● **Exercise**
Pick out each line of the material below that contains the word "such" and copy it out in full.

######

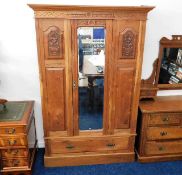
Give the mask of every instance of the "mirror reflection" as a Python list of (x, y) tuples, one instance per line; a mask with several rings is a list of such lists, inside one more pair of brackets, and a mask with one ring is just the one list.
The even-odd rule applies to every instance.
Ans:
[(80, 27), (78, 36), (79, 128), (103, 126), (105, 29)]
[(182, 48), (163, 49), (158, 83), (182, 83)]

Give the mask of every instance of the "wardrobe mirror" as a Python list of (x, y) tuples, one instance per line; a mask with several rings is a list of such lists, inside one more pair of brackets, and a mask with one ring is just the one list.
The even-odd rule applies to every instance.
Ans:
[(182, 88), (182, 36), (160, 40), (158, 63), (158, 87), (160, 89)]
[(77, 36), (79, 128), (80, 130), (102, 129), (105, 28), (79, 27)]

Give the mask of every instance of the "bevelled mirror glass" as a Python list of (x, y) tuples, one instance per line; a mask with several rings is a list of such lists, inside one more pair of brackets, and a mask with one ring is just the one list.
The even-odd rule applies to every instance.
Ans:
[(182, 88), (182, 36), (160, 40), (158, 63), (158, 87), (160, 89)]
[(79, 129), (103, 128), (105, 28), (79, 27)]

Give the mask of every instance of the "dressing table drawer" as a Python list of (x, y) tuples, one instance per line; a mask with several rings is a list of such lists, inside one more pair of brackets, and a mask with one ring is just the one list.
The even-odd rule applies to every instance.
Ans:
[(0, 147), (26, 146), (27, 139), (25, 136), (1, 137)]
[(182, 153), (182, 140), (166, 142), (147, 142), (145, 146), (146, 155), (162, 155)]
[(148, 125), (179, 125), (182, 114), (178, 113), (158, 113), (150, 114)]
[(140, 101), (136, 151), (140, 162), (182, 159), (182, 96)]
[(182, 139), (182, 127), (148, 127), (147, 140)]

######

● **Solution to this task**
Give the mask of every instance of the "mirror reflection" as a Python list of (x, y) tuples, one instance per line; a mask with several rings is a list of such lists, inside one more pair of brackets, and a mask with one ring is just the one list.
Give the mask of every instance of the "wardrobe mirror" as a Python list of (x, y) tuples, one instance per line; a mask with several rings is a list of such lists, inside one more pair of brackets, and a mask with one ring is just the one list.
Give the mask of every instance of the "bevelled mirror glass" as a Python list of (x, y) tuples, one instance per line; a mask with several rings is a list of such lists, inside one more pair of brackets, and a mask with one ring is just the one list.
Give the mask of every instance of the "dressing table drawer" as a Python list of (x, y) tuples, one instance per line; a mask with several rings is a list of such lists, inside one more pair of brackets, and a mask with one ring is just the one list.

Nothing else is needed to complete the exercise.